Exercise details -> Pull out every line of the records below word for word, leaving out the pictures.

(Labeled-object pointing entries)
------------------------------------------------

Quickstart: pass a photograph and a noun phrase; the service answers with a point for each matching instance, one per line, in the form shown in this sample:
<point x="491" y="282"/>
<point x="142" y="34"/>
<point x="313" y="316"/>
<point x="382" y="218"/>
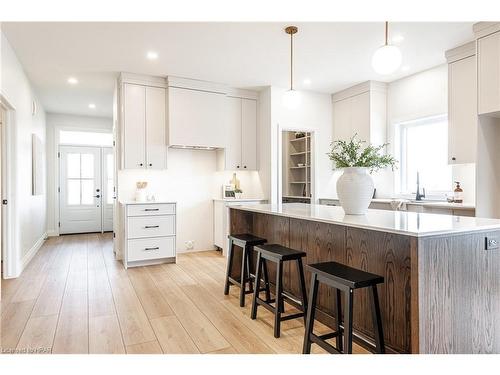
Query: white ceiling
<point x="332" y="56"/>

------------------------------------------------

In response ->
Quickstart: pass a photograph and a noun phrase; the service answers with a point for each matching instance, one per line, in the form shown in this sample:
<point x="491" y="282"/>
<point x="142" y="34"/>
<point x="313" y="316"/>
<point x="382" y="218"/>
Query: white ceiling
<point x="332" y="56"/>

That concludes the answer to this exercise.